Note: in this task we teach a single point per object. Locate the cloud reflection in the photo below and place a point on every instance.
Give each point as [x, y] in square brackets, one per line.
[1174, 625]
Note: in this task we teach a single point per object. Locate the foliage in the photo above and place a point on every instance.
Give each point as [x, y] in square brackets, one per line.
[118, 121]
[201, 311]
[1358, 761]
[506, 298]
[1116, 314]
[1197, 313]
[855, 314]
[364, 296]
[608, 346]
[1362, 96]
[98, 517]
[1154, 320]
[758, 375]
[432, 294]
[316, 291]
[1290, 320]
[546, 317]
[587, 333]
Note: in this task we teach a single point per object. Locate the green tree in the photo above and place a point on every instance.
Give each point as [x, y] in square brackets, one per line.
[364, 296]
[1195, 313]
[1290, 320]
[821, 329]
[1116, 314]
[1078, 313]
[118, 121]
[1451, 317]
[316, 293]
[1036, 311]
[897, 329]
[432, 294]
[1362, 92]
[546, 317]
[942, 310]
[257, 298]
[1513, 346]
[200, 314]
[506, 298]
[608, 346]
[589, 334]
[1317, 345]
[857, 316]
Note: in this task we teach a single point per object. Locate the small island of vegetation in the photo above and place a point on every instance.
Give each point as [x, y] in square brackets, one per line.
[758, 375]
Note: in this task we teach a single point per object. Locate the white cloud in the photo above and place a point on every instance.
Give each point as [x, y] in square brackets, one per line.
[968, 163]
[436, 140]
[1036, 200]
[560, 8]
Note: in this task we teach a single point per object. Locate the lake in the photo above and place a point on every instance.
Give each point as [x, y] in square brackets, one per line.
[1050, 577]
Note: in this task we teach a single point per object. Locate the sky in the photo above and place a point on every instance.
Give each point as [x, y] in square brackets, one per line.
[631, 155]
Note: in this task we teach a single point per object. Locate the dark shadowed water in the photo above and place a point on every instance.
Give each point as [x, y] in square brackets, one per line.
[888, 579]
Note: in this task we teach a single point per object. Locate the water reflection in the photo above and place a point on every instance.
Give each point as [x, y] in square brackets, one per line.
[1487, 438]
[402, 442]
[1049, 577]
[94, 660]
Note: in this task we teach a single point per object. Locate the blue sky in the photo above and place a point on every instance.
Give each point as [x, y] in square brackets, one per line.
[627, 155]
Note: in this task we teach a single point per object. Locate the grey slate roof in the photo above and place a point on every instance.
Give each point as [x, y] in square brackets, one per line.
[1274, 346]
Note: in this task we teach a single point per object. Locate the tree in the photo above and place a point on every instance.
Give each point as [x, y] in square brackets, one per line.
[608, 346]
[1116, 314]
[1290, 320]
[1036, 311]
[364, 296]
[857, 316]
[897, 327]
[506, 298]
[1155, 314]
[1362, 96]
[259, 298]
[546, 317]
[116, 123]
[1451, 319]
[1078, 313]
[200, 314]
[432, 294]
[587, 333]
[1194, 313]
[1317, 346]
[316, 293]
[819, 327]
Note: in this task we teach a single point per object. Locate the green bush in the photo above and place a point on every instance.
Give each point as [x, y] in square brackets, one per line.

__GOAL OF THE EXERCISE__:
Starting at the line that contains "Locate the blue" and ending at the last line of the records, write those lines out again, requests included. Multiply every point coordinate in the answers by 1.15 and round each to a whole number, rounding halves up, while leaving the requests unchanged.

__FULL RESPONSE__:
Note: in this task we teach a single point per object. Locate the blue sky in the photo above and place a point on every instance.
Give each point as [x, y] in square brackets, one per line.
[721, 178]
Note: in this task we teach a single point per object. Locate the grey slate roof in the photo above and place a point on every instance.
Give each point as [x, y] in square brackets, one per line.
[1465, 398]
Note: in this task we teach a single point per object. Locate the tree in the photo above and place a point on every instance.
Give each point as [x, y] in square brackets, one per line.
[699, 398]
[1283, 361]
[1484, 368]
[1191, 358]
[419, 340]
[986, 363]
[1032, 376]
[582, 343]
[1328, 361]
[1566, 110]
[298, 343]
[628, 365]
[133, 141]
[1669, 367]
[1240, 360]
[230, 361]
[497, 338]
[675, 383]
[1373, 360]
[1515, 398]
[363, 337]
[942, 376]
Note: in this task we teach a single point per object. Locate the green bush in the photo above and place a point on every instance.
Give each point as [x, y] in square brackets, one per line.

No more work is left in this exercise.